__Document extract__
● ● ●

Texas AG can't intervene in lawsuit against hospital over puberty blockers, trans hormones: judge
A Dallas County judge has ruled that Texas Attorney General Ken Paxton has no authority to intervene in a lawsuit involving a Dallas hospital’s ability to provide gender transition services for trans-identified youth.
The law firm Aldous/Walker LLP announced in a statement Friday that Judge Melissa Bellan removed Paxton from the lawsuit involving Dallas’ Children’s Medical Center and physicians at the facility. She ruled that the state had no authority to act in the case.
Bellan’s ruling came four days after the state of Texas filed a petition to intervene in the case, where Dr. Ximena Lopez is suing the hospital for preventing her from offering puberty blockers and cross-sex hormones to minors.
“The attorney general has no business being in this case and tried to push his way into it to satisfy a political interest, not a legal one,” said attorney Charla Aldous.
The state of Texas disagrees with that analysis, insisting that “intervention is essential in this case because the State has well-recognized sovereign interests in the uniform application of its laws and the welfare of children in this State.”
Paxton has taken a strong interest in issues related to medicalized gender transitioning of minors, declaring in a non-binding opinion issued in February that so-called “sex-change” procedures — experimental and irreversible puberty blockers, cross-sex hormones and genital mutilation, including elective mastectomies and castration — “constitute child abuse under several provisions of chapter 261 of the Texas Family Code.”

● ● ●

__What to work on__
a. From the Paxton lawsuit article, quote the passage starting at "Texas AG can't" and ending at "for trans-identified youth.".
b. According to the Paxton lawsuit article, how many days after the state's petition to intervene did the judge issue her ruling?
c. Continue the Paxton lawsuit article from the point where it stops.

● ● ●

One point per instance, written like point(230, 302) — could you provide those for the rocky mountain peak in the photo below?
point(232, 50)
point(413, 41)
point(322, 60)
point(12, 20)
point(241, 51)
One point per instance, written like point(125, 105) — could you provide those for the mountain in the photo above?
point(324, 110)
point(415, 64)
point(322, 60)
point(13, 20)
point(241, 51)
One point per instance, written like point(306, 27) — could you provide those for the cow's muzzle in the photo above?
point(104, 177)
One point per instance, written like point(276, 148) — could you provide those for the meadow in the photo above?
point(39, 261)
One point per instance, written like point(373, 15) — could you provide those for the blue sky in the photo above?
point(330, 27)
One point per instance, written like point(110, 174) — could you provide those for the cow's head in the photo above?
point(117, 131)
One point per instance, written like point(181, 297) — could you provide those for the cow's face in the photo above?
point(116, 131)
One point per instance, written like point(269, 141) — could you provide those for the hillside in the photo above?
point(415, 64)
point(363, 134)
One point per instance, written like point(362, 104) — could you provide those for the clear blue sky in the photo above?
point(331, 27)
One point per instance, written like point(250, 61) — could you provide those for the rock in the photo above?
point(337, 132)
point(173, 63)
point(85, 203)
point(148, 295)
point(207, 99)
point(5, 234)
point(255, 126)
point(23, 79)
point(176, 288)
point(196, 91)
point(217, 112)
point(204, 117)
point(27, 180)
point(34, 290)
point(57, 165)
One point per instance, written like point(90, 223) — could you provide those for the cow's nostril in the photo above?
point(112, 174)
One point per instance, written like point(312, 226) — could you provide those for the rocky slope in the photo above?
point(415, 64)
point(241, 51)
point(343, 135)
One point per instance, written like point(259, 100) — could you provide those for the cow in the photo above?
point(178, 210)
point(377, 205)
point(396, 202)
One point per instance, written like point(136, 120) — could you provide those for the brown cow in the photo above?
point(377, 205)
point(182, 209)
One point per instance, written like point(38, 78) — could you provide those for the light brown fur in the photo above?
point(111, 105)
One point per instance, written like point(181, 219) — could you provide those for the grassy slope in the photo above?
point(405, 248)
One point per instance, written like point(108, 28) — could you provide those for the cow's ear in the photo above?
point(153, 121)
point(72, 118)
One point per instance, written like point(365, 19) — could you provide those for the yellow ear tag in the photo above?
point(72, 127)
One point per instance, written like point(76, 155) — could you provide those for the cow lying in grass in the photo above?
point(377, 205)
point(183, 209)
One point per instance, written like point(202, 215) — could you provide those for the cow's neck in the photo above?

● ● ●

__Task results__
a.
Texas AG can't intervene in lawsuit against hospital over puberty blockers, trans hormones: judge
A Dallas County judge has ruled that Texas Attorney General Ken Paxton has no authority to intervene in a lawsuit involving a Dallas hospital’s ability to provide gender transition services for trans-identified youth.

b. Four days.

c.
“Beyond the obvious harm of permanently sterilizing a child, these procedures and treatments can cause side effects and harms beyond permanent infertility,” he wrote.
The American College of Pediatricians has identified “osteoporosis, mood disorders, seizures, [and] cognitive impairment” as side effects of puberty blockers and warns that cross-sex hormones lead to “an increased risk of heart attacks, stroke, diabetes, blood clots and cancers.”
A summary of the two-hour hearing in front of Judge Bellan Friday compiled by Lopez’s legal team maintains that attorneys for Paxton “questioned whether Dr. Lopez was following the proper standard of care, but the court rejected those arguments.” At that hearing, Lopez’s legal team stated that the Texas Department of Health and Human Services has approved puberty blockers as a treatment for gender dysphoria.
A spokesperson for Aldous/Walker told The Christian Post that as of Monday afternoon, the court order is awaiting signoff of the draft from the attorney general’s office and had not yet been filed with the court.
Lopez believes the suspension of gender transition surgeries for minors at Children’s Medical Center came in response to a letter last August by the Texas Department of Family and Protective Services Commissioner Jaime Masters, which classified “genital mutilation of a child through reassignment surgery” as “child abuse, subject to all rules and procedures pertaining to child abuse.”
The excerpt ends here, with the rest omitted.